▸ WRITTEN EXERCISE
Copy the entries from the start through the line containing "141;8;410;87", swapping "river" for "stream" and leaving everything else unchanged.

--- START RECORDS FOR THIS EXERCISE ---

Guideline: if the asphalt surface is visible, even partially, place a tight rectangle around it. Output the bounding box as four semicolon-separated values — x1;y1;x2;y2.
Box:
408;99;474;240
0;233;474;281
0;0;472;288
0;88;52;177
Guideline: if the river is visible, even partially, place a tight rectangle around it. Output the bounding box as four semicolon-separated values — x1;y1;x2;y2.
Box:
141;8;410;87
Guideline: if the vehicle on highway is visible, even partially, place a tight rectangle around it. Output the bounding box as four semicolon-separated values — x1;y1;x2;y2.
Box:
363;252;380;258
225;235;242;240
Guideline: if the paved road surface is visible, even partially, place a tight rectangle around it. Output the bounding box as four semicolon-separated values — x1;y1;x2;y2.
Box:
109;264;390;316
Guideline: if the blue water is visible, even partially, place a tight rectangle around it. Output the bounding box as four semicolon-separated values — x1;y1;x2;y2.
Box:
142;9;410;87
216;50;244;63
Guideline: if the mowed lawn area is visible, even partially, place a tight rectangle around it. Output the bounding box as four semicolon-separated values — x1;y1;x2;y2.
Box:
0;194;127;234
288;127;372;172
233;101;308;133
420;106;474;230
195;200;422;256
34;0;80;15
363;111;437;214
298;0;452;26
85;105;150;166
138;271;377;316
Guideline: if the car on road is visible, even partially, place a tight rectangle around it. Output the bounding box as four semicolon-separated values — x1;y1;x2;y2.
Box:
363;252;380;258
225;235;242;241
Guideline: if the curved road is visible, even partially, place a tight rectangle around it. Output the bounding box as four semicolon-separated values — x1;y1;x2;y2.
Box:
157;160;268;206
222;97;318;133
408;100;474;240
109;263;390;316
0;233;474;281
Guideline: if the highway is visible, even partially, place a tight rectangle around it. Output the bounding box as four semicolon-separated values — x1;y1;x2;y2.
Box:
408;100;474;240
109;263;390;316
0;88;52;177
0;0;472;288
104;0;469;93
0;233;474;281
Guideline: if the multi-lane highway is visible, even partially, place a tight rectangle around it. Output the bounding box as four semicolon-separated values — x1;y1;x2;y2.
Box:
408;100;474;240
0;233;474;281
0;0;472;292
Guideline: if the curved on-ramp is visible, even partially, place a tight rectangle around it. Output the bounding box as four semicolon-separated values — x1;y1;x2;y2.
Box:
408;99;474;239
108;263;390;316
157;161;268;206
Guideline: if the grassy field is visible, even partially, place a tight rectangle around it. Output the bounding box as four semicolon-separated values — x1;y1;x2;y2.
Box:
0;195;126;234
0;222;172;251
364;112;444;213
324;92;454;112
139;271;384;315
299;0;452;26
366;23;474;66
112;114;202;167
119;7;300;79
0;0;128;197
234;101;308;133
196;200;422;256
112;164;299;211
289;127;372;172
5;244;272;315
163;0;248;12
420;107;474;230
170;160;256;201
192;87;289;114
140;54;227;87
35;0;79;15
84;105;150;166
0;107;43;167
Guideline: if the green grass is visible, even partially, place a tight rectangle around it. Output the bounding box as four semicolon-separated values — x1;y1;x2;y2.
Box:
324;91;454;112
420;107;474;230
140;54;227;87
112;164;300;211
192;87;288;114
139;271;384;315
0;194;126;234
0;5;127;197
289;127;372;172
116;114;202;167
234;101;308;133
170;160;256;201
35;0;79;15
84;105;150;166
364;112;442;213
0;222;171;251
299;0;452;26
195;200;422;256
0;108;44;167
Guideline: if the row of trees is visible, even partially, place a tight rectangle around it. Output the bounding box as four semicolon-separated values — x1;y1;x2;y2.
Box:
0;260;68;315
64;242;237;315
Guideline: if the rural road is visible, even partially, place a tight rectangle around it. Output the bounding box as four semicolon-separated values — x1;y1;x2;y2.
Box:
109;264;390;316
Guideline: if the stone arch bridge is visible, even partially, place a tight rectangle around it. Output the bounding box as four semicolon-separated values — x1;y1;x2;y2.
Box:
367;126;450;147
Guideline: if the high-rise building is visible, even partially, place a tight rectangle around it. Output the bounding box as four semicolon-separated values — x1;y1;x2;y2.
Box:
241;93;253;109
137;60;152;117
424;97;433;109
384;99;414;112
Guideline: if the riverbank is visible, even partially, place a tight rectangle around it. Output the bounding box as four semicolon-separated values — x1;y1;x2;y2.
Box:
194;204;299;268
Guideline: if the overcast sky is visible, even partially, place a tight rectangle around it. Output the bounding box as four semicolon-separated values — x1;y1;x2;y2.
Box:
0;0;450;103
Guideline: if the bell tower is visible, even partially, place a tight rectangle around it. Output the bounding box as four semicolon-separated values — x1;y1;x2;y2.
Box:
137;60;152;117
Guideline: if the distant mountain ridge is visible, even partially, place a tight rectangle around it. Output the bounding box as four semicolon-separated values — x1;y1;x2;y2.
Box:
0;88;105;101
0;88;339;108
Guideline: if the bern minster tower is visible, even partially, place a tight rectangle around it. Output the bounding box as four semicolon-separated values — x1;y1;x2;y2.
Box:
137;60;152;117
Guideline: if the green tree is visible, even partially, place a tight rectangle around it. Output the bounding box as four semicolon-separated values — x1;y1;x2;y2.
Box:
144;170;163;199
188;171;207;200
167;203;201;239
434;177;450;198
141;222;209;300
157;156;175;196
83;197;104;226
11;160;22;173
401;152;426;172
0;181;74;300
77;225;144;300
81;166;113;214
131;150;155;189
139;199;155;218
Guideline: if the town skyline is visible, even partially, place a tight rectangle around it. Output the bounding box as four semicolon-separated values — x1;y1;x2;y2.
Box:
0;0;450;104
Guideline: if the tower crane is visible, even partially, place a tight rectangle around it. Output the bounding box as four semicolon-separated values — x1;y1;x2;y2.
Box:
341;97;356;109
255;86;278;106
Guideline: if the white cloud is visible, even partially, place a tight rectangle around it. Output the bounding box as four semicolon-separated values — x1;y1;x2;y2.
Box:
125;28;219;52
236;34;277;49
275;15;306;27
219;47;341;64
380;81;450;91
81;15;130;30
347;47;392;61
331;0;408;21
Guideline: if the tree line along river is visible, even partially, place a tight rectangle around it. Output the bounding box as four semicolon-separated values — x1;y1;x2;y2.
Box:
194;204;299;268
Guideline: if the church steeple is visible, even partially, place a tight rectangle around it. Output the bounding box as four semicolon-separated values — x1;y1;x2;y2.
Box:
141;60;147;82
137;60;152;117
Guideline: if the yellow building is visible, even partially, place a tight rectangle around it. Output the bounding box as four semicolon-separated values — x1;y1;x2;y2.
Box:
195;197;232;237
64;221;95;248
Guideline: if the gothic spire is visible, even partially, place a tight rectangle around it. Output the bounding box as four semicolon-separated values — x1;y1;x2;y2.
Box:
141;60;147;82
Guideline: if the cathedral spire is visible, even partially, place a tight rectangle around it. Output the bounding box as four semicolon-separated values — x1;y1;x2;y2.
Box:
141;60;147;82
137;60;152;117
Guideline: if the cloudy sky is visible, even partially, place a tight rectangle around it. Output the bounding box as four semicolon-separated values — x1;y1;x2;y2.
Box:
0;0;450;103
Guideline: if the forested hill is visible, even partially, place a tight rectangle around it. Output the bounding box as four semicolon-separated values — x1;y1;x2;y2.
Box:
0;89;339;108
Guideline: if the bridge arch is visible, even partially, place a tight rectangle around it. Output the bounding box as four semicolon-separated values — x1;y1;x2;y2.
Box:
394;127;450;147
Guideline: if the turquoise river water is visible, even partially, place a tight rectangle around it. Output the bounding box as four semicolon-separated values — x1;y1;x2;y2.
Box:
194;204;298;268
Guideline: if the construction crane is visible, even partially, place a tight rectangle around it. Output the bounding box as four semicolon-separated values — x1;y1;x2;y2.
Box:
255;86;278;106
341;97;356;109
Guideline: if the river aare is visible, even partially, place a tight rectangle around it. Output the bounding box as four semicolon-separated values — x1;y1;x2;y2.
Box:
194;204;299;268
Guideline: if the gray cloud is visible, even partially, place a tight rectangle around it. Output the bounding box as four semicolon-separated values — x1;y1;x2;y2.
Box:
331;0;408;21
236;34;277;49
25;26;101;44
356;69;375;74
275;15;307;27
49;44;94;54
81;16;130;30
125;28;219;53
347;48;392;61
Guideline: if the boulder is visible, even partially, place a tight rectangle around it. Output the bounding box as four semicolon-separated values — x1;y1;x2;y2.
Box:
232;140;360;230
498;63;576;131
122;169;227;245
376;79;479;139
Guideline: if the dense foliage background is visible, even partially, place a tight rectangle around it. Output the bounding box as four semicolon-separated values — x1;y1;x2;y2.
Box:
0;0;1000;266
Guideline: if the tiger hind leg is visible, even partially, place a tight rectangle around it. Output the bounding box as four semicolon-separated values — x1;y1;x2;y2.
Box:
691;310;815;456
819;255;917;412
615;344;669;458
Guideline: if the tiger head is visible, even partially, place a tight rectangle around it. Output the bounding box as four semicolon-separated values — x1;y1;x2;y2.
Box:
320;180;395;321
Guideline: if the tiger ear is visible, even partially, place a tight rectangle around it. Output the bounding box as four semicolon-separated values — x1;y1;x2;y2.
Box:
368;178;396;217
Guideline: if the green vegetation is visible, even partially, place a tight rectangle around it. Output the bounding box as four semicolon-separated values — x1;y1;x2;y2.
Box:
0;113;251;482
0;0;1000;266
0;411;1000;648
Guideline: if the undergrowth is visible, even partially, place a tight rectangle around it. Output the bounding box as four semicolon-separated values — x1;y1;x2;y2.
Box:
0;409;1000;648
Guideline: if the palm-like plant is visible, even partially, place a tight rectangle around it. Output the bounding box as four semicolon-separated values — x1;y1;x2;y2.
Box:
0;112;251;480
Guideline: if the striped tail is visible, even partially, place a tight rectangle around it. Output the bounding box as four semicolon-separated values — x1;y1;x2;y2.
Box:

--- END RECORDS FOR THIS EXERCISE ---

▸ RIGHT ANSWER
Guideline: if the asphalt surface is visible, even partially, place a tight rectangle around it. Output the bounding box as four semicolon-separated values — x1;y1;x2;y2.
Box:
408;99;474;240
0;233;474;281
0;0;472;288
0;88;52;177
Guideline: if the stream is visible, even partially, place a tight rectangle around it. Output the bounding box as four semicolon-separated values — x1;y1;x2;y2.
Box:
141;8;410;87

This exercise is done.